# What you have to do:
Leave out the pictures and print the records below exactly.

+ + +

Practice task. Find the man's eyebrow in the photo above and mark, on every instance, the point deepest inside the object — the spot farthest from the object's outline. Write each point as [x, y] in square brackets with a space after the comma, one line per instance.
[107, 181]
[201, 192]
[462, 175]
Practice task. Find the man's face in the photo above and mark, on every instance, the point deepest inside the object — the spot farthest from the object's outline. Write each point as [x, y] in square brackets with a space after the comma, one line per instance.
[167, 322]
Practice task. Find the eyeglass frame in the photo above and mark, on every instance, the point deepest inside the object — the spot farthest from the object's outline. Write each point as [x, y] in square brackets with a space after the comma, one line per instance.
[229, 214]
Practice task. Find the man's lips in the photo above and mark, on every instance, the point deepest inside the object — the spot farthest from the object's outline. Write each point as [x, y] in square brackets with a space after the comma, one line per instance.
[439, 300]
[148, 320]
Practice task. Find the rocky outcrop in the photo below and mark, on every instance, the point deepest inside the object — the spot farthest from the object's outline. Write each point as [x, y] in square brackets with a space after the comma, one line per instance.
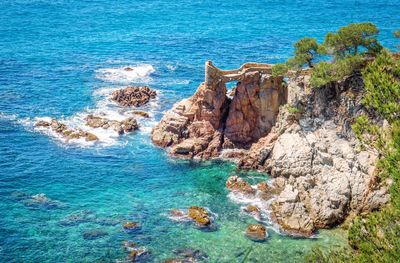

+ + +

# Output:
Practice task. Find the man's eyebrow in the photo above and mark, on every instance, the point deepest inside the object — the spot farthest from the object's outline. Write each point as [x, y] in square brackets with a space after the comma, one line per instance.
[107, 181]
[201, 192]
[462, 175]
Practice task. Find the man's face in the photo above and mark, on every instance, the point deepest inside the object — the spot farthest from the object's outline. Write each point as [x, y] in square brackets with a space after the comma, one line per instance.
[167, 322]
Practice task. Find the eyeglass frame in the photo above and mark, on every instance, the point deepest inside the object — the spot farthest from the object's outline. Write each point as [x, y] in square brackets with a space after the comma, one line per instance.
[229, 214]
Practice task. Find the man's lips in the photo above and mark, on every instance, the point deepest inside the object — the spot farthest from the object's outline. Write each point as [x, y] in square brackets with a space after the comma, one line per instance.
[439, 300]
[148, 320]
Practice task. Find the rocky outcrop in the photo below and mark, on every instance, the point deepest inside the object — the spot farthest from the object's outline. Write each point as [x, y] in square brackets with a space after the comma, one line per instance.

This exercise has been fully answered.